__Input for this task__:
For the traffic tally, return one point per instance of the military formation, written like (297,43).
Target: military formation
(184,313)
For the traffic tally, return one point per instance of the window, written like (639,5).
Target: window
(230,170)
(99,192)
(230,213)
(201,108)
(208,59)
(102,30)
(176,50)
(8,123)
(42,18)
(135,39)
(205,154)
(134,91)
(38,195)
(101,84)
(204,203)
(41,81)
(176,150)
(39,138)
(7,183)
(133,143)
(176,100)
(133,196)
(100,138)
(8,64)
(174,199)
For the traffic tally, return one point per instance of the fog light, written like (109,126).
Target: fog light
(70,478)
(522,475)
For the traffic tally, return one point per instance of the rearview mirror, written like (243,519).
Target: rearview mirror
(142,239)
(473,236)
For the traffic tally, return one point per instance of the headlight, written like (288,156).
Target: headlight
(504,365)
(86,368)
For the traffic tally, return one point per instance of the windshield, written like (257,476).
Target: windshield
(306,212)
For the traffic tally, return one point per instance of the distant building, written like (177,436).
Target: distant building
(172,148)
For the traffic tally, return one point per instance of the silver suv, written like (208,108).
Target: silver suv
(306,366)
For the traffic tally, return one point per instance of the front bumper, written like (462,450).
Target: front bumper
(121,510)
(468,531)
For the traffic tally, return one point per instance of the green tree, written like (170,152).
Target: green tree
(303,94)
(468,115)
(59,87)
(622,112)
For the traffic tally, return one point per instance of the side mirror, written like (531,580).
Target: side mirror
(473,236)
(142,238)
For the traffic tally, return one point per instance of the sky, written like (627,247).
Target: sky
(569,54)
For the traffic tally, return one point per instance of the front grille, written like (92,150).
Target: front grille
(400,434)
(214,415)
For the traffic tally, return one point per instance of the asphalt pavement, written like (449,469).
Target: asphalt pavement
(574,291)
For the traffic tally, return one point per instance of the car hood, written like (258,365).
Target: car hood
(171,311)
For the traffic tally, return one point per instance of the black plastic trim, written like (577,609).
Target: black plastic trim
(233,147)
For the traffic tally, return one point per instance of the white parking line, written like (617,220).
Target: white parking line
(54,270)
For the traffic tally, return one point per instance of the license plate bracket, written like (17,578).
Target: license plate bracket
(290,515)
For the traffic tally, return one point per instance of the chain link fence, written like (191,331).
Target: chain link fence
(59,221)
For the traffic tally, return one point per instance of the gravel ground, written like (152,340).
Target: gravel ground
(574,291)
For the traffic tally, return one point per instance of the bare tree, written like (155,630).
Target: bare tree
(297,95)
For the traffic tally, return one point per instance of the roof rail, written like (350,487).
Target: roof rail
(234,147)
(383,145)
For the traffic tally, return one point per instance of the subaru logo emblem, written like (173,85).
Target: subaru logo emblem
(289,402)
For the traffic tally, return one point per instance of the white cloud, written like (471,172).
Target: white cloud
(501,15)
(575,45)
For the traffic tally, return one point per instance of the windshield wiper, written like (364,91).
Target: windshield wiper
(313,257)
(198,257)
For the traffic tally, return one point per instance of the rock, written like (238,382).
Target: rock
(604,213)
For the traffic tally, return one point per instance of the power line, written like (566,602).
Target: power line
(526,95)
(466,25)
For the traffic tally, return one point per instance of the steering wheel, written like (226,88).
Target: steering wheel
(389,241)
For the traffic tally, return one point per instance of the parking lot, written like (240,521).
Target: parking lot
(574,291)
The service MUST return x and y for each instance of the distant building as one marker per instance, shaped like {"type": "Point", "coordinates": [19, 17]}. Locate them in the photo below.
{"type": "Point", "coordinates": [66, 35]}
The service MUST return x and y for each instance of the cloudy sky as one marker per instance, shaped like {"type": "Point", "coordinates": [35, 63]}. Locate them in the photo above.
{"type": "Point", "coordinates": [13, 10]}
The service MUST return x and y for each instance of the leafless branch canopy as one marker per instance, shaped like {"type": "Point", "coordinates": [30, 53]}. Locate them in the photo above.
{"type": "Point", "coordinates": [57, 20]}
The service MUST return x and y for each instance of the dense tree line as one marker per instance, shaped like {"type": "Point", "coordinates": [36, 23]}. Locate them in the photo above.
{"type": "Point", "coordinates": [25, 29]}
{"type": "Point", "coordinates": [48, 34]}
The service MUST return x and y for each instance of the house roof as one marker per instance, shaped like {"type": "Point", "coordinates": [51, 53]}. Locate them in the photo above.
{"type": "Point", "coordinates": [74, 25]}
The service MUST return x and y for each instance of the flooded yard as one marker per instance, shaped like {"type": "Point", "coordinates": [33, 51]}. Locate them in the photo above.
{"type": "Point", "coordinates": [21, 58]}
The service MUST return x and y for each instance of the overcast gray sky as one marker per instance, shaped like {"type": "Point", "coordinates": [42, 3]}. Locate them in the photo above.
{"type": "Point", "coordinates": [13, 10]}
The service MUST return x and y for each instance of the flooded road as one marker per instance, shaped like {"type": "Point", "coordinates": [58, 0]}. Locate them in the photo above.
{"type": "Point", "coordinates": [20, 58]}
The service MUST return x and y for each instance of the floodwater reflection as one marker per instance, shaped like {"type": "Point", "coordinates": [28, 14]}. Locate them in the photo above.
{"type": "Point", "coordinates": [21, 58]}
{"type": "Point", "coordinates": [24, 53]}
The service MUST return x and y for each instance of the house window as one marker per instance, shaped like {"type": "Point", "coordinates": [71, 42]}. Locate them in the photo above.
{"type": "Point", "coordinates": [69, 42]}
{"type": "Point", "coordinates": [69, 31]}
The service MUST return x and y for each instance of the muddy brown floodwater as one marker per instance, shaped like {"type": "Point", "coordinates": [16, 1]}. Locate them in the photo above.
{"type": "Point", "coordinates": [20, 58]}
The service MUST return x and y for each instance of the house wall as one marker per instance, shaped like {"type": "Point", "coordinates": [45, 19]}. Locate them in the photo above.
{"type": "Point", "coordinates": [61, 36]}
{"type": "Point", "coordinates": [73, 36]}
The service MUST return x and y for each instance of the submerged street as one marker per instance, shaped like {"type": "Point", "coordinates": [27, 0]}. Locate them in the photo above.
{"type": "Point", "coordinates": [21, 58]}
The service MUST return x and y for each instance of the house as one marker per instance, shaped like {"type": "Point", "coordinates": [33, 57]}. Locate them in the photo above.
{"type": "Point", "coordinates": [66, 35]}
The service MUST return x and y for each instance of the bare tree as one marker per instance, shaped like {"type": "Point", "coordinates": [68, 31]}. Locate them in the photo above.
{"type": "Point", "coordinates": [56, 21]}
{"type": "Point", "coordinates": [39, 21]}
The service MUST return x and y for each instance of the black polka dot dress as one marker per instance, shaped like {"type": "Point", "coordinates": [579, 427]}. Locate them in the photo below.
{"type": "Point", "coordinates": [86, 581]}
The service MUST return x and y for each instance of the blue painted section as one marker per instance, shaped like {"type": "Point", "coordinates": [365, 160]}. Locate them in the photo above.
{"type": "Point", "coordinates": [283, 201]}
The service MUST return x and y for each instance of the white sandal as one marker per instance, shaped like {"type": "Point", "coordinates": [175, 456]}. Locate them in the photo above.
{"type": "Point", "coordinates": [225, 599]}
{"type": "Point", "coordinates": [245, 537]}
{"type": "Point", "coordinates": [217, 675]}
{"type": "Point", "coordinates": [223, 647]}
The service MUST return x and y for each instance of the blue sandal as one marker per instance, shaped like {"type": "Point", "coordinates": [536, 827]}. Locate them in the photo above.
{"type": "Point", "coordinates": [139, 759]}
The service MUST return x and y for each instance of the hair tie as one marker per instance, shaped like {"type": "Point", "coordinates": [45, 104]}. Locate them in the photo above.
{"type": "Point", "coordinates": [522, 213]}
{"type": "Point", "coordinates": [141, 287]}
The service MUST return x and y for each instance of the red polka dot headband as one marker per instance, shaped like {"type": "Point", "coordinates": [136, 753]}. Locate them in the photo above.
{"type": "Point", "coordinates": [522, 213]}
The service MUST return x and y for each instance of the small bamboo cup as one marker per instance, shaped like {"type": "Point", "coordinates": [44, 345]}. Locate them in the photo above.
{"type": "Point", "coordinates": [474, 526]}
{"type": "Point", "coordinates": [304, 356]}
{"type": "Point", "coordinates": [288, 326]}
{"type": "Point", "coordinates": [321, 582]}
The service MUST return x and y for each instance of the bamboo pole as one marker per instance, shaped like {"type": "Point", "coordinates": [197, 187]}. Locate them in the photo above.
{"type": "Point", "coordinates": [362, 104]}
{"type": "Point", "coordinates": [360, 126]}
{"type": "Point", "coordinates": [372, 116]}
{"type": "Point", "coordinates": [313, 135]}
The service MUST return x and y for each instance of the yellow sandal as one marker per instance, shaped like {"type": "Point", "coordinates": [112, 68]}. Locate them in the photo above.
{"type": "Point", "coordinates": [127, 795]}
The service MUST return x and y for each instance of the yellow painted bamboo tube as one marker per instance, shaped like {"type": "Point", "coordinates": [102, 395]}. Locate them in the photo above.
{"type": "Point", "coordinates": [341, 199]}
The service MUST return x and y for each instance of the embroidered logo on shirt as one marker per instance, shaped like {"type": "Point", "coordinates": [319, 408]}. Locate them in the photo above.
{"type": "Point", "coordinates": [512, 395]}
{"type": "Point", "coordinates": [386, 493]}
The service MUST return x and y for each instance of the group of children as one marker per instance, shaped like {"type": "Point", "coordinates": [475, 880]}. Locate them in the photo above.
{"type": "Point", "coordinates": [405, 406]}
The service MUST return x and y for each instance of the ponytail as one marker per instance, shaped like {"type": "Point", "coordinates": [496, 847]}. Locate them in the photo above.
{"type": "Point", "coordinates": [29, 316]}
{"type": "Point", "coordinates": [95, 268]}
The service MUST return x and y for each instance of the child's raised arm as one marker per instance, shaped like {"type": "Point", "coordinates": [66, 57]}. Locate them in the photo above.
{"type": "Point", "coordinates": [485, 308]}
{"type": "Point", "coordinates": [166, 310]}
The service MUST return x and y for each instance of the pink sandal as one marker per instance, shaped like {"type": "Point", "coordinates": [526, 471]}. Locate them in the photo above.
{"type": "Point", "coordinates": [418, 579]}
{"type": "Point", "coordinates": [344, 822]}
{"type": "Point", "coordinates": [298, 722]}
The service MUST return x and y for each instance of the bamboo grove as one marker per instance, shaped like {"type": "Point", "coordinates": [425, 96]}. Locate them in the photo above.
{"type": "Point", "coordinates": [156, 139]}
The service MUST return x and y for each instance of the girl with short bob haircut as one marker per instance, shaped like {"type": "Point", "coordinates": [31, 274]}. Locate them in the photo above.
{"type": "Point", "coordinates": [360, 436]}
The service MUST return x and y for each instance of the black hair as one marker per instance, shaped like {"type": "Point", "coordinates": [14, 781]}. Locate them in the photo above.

__Written exercise__: Extract the lines above from the one containing "the bamboo grove" to the last line, both included, exactly as written.

__Solution for this problem__:
The service MUST return x and y for each instance of the bamboo grove as one marker per instance, shaped like {"type": "Point", "coordinates": [425, 96]}. Locate them in the photo above.
{"type": "Point", "coordinates": [156, 139]}
The service MUST return x and y for each instance of the girl with short bob haircut as one marker per instance, shaped like {"type": "Point", "coordinates": [31, 274]}. Locate them in the photo above.
{"type": "Point", "coordinates": [360, 436]}
The service MUST return x and y for each instance of the black hair as one marker per instance, shaped like {"type": "Point", "coordinates": [14, 781]}. Locate them in the photo above.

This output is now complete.